WHAT IS EXPECTED>
Collect every line in the data below that contains the word "Give", copying each one out in full.

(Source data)
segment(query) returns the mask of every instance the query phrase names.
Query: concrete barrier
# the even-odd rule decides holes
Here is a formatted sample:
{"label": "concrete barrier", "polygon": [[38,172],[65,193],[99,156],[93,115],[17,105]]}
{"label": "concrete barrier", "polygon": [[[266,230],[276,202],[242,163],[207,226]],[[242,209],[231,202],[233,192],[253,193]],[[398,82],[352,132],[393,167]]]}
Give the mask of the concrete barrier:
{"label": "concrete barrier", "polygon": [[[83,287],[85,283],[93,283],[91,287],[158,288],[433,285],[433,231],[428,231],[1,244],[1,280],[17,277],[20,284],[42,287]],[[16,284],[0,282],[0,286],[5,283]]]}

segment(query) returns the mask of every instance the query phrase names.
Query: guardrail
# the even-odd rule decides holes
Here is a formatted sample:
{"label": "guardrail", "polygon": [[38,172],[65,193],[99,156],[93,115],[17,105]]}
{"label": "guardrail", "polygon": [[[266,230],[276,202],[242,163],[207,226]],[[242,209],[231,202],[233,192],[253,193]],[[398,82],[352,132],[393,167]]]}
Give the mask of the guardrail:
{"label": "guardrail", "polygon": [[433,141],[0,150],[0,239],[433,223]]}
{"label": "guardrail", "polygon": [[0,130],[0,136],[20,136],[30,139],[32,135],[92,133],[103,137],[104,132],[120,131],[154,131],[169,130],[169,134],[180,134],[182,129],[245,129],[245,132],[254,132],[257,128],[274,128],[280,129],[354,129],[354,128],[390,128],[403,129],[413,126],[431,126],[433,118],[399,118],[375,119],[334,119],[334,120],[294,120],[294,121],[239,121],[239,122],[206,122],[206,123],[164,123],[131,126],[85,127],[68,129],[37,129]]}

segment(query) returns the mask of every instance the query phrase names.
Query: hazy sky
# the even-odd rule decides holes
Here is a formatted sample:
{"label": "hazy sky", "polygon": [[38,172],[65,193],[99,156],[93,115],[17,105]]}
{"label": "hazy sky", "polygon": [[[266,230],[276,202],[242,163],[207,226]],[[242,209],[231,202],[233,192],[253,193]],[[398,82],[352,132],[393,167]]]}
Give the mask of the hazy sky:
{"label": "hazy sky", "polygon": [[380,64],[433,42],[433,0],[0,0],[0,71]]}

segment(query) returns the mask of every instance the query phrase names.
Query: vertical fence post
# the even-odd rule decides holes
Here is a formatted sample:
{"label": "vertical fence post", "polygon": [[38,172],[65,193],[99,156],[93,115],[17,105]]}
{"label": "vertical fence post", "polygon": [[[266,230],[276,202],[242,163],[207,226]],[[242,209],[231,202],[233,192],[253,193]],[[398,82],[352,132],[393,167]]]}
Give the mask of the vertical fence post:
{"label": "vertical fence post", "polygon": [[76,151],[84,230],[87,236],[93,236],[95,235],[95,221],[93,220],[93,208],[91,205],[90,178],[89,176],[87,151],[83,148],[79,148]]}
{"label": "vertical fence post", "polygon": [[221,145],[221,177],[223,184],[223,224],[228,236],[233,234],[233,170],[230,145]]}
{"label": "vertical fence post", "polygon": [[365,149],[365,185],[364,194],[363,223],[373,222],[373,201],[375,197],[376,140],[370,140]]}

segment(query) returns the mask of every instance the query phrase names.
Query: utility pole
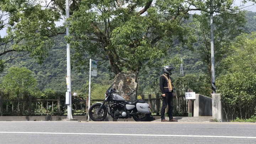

SOLUTION TO THIS PROBLEM>
Give the mask of the concrete barrier:
Give the mask of the guardrail:
Give the mask of the hazy sky:
Give the mask of the vertical fence post:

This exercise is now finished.